■ **PROMPT**
Repeat every line of the data verbatim.

■ **RECORDS**
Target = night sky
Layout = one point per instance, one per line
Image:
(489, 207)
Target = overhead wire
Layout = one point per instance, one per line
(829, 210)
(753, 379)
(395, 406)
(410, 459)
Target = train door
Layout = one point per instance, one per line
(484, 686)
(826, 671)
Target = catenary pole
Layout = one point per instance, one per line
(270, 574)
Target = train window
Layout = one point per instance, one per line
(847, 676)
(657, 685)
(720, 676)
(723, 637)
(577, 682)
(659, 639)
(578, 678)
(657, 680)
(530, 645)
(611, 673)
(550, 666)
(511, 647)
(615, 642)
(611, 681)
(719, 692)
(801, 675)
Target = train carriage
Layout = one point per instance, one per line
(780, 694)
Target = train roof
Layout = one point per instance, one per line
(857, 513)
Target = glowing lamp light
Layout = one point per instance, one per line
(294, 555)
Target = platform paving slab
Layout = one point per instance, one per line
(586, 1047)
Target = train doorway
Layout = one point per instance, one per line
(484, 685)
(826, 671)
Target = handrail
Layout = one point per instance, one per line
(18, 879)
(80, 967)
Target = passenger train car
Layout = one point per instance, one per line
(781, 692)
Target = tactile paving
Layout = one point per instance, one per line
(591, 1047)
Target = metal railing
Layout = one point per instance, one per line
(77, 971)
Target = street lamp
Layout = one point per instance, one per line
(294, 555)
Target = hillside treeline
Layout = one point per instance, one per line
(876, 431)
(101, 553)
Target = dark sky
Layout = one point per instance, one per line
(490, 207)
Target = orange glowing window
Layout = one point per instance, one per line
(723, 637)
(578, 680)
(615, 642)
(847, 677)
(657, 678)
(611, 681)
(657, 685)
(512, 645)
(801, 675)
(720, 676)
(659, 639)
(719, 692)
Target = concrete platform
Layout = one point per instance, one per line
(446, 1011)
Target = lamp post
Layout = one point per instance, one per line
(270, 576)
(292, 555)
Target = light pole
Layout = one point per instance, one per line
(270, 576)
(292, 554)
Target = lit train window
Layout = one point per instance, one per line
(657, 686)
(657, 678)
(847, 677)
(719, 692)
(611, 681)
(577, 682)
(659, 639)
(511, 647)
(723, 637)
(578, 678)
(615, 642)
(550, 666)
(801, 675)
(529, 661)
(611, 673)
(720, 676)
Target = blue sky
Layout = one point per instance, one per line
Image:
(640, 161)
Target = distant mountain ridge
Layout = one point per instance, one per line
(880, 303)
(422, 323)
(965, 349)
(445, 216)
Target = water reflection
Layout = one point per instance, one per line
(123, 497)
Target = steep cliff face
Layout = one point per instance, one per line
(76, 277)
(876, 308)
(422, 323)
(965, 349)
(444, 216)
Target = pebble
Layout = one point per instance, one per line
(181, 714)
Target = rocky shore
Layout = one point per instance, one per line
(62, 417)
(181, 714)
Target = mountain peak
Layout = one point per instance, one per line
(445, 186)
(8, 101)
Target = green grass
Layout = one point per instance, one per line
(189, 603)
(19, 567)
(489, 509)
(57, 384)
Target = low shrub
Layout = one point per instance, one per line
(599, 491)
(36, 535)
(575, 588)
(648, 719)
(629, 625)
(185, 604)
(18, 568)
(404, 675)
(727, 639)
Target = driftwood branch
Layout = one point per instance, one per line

■ **RESULT**
Target = night sky
Layout = one point per instance, one per line
Image:
(489, 207)
Target = overhead wire
Layout = one point per instance, one per line
(829, 210)
(753, 379)
(395, 406)
(410, 459)
Target = train door
Layout = one point per instance, one per line
(484, 686)
(826, 671)
Target = catenary pole
Layout = one point per instance, one per line
(270, 574)
Target = train window
Layout = one point per instance, one per line
(847, 676)
(657, 685)
(720, 676)
(723, 637)
(577, 682)
(659, 639)
(578, 678)
(657, 680)
(530, 645)
(611, 673)
(550, 666)
(511, 647)
(615, 642)
(611, 681)
(719, 692)
(801, 675)
Target = train carriage
Layout = one point per instance, one per line
(780, 694)
Target = train roof
Layout = one point per instance, one per line
(857, 513)
Target = glowing lamp light
Layout = one point per instance, one per line
(294, 555)
Target = platform paving slab
Layout = one point per instance, one per line
(586, 1047)
Target = train doorway
Layout = one point per instance, one per line
(484, 685)
(826, 671)
Target = handrail
Layout = one point per instance, one per line
(18, 879)
(80, 967)
Target = passenger train car
Layout = one point per instance, one per line
(781, 692)
Target = tactile paving
Layout = one point per instance, one per line
(591, 1047)
Target = metal railing
Layout = one point per instance, one per line
(77, 971)
Target = street lamp
Layout = one point per instance, one per line
(294, 555)
Target = hillside treeline
Layout = one point per instance, one per line
(876, 431)
(101, 553)
Target = dark sky
Layout = one point per instance, one per line
(490, 207)
Target = orange glowing window
Layout = one point per instance, one per line
(723, 637)
(578, 680)
(615, 642)
(847, 677)
(657, 678)
(611, 681)
(657, 685)
(512, 645)
(801, 675)
(720, 676)
(659, 639)
(719, 692)
Target = concrete platform
Layout = one point per instance, one per line
(446, 1011)
Target = lamp post
Layout = one point per instance, one per line
(270, 576)
(292, 555)
Target = light pole
Layout = one point per instance, one per line
(270, 576)
(292, 554)
Target = lit train window
Layout = one point per instance, one per line
(657, 686)
(657, 678)
(847, 677)
(719, 692)
(611, 681)
(577, 682)
(659, 639)
(511, 647)
(723, 637)
(578, 678)
(615, 642)
(550, 666)
(801, 675)
(529, 661)
(611, 673)
(720, 676)
Target = blue sky
Layout = one point per instance, one per line
Image:
(640, 161)
Target = distant mountain ridge
Layout = one point per instance, one per line
(880, 303)
(422, 323)
(965, 349)
(445, 216)
Target = water reflection
Layout = one point per instance, one per line
(123, 497)
Target = steep cliff face
Layout = one point per instance, one per line
(76, 277)
(876, 308)
(422, 323)
(965, 349)
(444, 216)
Target = pebble
Layout = one point per instance, one per line
(181, 714)
Target = rocky shore
Layout = one point per instance, one per line
(62, 417)
(181, 714)
Target = mountain peak
Layout = one point per instance, one per line
(445, 186)
(8, 101)
Target = green grass
Layout = one point per instance, one per line
(189, 603)
(19, 567)
(489, 509)
(57, 384)
Target = low shrub
Layout = one point per instance, one per line
(599, 491)
(36, 535)
(575, 588)
(648, 719)
(629, 625)
(185, 604)
(18, 568)
(404, 675)
(727, 639)
Target = driftwood branch
Layout = one point per instance, one per line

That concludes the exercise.